--- START OF Material provided ---

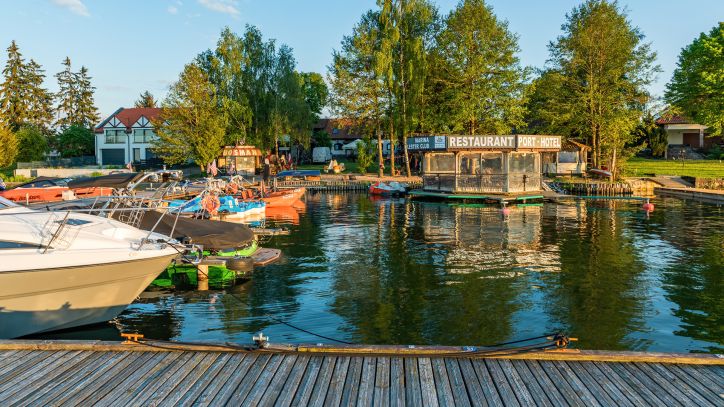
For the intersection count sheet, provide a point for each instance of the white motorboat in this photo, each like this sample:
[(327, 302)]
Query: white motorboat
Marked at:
[(61, 269)]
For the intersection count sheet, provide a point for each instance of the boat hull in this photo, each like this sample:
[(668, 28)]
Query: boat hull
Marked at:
[(284, 198), (35, 301)]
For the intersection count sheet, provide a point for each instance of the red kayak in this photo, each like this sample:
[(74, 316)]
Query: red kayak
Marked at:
[(283, 198)]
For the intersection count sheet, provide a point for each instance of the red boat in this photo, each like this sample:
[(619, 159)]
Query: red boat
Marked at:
[(44, 189), (283, 198)]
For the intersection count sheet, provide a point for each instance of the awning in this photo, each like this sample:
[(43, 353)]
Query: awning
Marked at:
[(241, 151)]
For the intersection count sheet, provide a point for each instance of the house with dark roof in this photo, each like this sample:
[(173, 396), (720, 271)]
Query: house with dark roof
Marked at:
[(683, 134), (126, 136)]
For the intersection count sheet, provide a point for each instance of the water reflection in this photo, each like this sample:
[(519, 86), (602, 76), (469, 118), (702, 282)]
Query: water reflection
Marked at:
[(397, 271)]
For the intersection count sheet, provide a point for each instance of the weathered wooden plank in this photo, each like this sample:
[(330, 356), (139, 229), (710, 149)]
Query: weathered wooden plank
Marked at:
[(382, 381), (413, 392), (685, 384), (639, 380), (157, 380), (674, 387), (442, 383), (286, 395), (472, 383), (266, 365), (106, 375), (637, 396), (43, 366), (230, 375), (319, 392), (209, 376), (427, 382), (523, 391), (72, 382), (224, 390), (366, 394), (397, 382), (457, 383), (47, 381), (182, 382), (535, 376), (125, 388), (304, 391), (261, 384), (272, 392), (574, 391), (123, 378), (334, 394), (608, 395)]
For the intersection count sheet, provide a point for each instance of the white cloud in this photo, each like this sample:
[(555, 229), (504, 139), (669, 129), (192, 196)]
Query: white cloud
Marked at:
[(222, 6), (75, 6)]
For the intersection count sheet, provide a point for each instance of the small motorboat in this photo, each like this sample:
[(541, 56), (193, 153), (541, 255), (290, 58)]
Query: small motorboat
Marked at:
[(393, 188), (62, 270), (283, 198)]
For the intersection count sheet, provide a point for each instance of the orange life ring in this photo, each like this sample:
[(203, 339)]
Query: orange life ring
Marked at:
[(232, 189), (211, 204)]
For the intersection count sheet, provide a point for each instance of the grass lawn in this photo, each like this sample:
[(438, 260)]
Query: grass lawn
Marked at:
[(636, 167)]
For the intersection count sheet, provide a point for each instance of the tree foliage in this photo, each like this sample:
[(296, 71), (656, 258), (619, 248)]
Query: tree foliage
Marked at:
[(697, 86), (32, 144), (145, 99), (190, 125), (75, 141), (595, 87)]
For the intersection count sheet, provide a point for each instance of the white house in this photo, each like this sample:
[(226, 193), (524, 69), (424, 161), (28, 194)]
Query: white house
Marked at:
[(126, 136)]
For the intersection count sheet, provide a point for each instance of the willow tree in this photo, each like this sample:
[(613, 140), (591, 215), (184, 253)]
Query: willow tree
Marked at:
[(604, 67), (190, 125), (358, 92), (480, 70), (697, 87)]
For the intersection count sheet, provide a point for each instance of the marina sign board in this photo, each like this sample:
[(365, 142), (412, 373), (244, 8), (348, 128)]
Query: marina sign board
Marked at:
[(427, 143)]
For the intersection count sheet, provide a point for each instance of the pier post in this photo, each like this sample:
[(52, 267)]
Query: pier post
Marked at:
[(202, 277)]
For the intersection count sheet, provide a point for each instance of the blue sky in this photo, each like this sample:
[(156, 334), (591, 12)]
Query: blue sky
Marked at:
[(134, 45)]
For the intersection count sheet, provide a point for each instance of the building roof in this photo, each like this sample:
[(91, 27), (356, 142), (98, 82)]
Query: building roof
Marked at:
[(339, 129), (673, 119), (129, 116)]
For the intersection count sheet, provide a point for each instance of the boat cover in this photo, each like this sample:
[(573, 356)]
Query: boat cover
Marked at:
[(120, 180), (211, 234), (299, 173)]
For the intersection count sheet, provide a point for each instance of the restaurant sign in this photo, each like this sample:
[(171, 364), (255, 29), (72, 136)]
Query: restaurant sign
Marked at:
[(426, 143)]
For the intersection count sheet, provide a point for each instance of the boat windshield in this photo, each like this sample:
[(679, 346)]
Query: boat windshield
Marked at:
[(4, 204)]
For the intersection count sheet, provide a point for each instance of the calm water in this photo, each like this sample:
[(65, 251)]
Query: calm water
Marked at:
[(402, 272)]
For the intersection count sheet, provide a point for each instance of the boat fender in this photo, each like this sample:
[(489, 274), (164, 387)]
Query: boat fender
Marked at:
[(243, 264)]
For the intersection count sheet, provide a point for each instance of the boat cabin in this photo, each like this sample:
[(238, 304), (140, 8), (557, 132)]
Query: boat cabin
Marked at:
[(241, 160), (482, 164)]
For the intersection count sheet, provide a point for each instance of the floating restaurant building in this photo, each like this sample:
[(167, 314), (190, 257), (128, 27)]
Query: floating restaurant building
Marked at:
[(482, 164)]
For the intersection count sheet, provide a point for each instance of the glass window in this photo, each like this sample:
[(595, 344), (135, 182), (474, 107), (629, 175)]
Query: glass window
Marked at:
[(523, 163), (143, 135), (568, 157), (440, 162), (115, 136)]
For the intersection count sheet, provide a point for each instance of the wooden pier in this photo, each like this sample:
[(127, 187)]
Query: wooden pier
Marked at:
[(162, 373)]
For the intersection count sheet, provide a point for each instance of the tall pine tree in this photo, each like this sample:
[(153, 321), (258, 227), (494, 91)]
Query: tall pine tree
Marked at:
[(14, 90)]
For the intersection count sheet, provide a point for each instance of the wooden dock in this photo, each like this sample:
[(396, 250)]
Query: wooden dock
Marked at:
[(162, 373)]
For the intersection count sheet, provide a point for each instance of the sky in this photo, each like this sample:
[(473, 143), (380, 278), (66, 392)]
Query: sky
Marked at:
[(130, 46)]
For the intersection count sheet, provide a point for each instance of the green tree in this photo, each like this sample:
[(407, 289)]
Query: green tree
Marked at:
[(13, 89), (479, 71), (145, 99), (8, 145), (604, 67), (32, 144), (697, 87), (356, 77), (76, 141), (191, 125)]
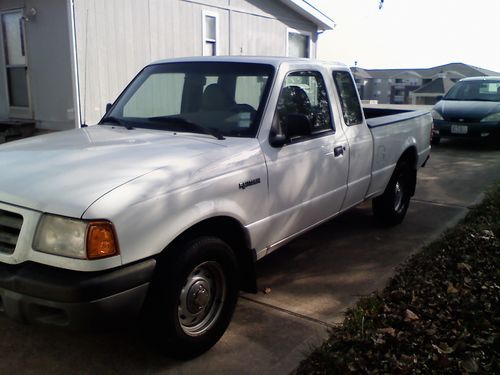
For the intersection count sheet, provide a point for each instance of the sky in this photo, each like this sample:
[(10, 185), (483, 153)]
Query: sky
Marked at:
[(411, 33)]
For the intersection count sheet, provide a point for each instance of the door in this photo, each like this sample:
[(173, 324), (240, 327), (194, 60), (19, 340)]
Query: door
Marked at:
[(308, 175), (359, 138), (16, 68)]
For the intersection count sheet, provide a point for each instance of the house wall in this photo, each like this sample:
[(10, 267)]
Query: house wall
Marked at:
[(49, 64), (116, 38)]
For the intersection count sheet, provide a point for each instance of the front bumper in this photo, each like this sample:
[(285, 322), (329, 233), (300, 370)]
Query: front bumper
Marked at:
[(443, 128), (36, 293)]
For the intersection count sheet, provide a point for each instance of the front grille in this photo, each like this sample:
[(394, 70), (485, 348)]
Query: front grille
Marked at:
[(463, 120), (10, 226)]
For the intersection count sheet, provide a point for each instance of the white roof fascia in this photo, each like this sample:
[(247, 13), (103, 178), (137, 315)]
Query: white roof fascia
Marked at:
[(311, 13)]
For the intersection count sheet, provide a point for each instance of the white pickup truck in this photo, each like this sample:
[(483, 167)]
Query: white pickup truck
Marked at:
[(200, 168)]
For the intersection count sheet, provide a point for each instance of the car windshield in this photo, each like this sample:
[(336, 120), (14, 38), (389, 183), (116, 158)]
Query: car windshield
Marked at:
[(217, 98), (487, 90)]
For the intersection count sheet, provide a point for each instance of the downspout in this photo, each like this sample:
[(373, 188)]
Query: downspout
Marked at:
[(74, 64)]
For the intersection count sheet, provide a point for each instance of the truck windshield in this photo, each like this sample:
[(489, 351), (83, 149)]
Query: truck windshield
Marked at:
[(487, 91), (218, 98)]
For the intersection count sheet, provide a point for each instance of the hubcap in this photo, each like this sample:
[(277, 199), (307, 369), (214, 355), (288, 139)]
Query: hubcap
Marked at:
[(201, 298)]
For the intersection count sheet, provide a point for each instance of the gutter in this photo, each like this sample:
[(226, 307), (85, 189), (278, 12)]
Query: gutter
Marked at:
[(74, 64)]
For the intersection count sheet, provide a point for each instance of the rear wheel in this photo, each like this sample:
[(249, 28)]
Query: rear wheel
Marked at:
[(194, 296), (391, 206)]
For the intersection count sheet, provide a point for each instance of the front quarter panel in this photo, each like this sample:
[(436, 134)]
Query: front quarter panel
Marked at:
[(150, 212)]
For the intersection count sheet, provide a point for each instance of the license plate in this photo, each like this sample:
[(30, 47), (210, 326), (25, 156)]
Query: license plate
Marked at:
[(459, 129)]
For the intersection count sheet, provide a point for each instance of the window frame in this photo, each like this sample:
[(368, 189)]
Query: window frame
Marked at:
[(204, 37), (319, 134), (341, 101), (309, 35)]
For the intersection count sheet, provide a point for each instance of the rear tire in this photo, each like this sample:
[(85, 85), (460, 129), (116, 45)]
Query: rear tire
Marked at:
[(390, 208), (193, 296)]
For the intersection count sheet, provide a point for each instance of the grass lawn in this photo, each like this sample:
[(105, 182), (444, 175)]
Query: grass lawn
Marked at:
[(440, 313)]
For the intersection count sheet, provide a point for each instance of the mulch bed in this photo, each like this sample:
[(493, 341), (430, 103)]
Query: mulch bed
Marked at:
[(439, 314)]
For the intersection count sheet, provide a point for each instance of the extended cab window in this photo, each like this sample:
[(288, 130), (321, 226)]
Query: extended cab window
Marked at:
[(304, 97), (351, 109)]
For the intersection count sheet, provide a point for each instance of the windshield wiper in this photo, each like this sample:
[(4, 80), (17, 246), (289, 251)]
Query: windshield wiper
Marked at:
[(116, 120), (192, 126)]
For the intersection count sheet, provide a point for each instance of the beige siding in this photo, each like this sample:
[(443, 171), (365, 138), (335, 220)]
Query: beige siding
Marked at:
[(48, 57), (116, 38)]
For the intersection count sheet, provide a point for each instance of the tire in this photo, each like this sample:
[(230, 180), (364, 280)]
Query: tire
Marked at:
[(390, 208), (193, 297), (435, 140)]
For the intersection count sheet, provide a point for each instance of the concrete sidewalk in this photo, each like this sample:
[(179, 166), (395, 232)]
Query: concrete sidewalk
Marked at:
[(312, 281)]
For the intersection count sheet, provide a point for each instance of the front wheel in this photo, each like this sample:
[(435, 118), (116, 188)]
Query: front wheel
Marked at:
[(391, 206), (435, 140), (194, 296)]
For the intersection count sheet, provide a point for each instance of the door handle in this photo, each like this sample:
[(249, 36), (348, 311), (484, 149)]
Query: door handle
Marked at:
[(338, 151)]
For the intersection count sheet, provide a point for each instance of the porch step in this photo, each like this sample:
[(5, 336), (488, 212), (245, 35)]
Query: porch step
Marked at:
[(11, 130)]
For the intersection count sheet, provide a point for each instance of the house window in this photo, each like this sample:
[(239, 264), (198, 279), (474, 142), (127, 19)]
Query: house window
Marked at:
[(15, 58), (210, 34), (299, 44)]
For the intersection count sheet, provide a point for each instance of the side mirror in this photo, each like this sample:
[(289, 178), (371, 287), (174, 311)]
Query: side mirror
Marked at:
[(293, 126), (297, 125), (277, 140)]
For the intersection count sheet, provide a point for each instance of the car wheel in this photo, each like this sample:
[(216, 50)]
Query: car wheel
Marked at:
[(194, 295), (435, 140), (390, 208)]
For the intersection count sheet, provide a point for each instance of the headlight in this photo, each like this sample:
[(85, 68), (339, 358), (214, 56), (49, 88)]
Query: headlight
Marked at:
[(492, 118), (75, 238), (436, 115)]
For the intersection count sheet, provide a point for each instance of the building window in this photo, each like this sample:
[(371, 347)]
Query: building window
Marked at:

--- END OF Material provided ---

Set problem – Can you copy the records word for word, starting at the line containing "of the green" and ending after the line containing "[(411, 33)]"? Omit the picture from your copy.

Exercise response –
For the intersection count sheet, provide a point for each instance of the green tree in this photo, each like this sample:
[(407, 289)]
Query: green tree
Marked at:
[(13, 89), (479, 71), (145, 99), (8, 145), (604, 67), (32, 144), (697, 87), (356, 77), (76, 141), (191, 125)]
For the intersection count sheet, provide a point for each instance of the sky in this photo, each like this sample:
[(10, 185), (483, 153)]
Query: sky
Marked at:
[(411, 33)]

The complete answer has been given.